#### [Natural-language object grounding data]
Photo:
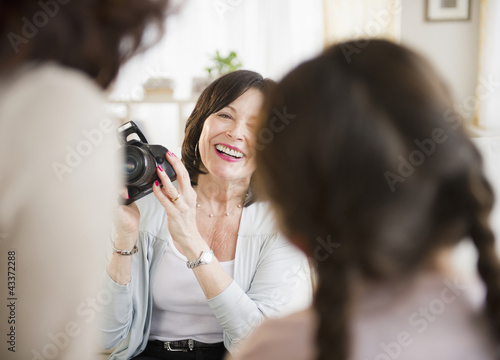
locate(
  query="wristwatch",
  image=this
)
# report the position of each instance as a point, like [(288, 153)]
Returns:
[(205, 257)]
* * *
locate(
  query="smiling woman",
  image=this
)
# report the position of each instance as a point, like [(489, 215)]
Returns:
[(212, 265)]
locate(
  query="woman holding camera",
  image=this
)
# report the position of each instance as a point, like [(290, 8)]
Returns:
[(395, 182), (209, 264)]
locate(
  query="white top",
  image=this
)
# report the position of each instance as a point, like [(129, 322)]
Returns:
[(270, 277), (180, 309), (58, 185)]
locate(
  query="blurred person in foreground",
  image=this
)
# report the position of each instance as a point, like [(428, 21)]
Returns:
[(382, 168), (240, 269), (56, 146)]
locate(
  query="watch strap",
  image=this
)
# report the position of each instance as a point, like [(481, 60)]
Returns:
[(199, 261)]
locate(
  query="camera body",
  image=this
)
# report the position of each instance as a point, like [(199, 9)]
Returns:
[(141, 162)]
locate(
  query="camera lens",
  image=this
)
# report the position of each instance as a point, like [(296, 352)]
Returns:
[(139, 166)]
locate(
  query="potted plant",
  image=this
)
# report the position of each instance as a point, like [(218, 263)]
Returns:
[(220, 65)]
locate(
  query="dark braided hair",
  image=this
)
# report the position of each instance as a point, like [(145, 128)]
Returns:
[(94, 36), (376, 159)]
...
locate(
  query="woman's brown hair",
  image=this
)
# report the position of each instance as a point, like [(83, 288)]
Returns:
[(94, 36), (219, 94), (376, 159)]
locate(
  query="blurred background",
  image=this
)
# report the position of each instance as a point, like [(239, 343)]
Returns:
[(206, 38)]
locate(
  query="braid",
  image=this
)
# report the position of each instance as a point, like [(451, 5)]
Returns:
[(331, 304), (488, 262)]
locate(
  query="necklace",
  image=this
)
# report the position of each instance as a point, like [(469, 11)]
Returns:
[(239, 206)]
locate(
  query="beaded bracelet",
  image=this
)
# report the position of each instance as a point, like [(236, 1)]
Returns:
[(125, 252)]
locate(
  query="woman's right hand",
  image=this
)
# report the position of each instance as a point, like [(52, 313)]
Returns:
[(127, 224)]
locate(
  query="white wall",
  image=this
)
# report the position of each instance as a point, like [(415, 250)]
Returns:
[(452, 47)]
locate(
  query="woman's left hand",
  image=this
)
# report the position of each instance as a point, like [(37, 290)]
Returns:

#### [Action item]
Each line of the data that includes the word "woman" counts once; report the total and nothing more.

#### [Solution for this problem]
5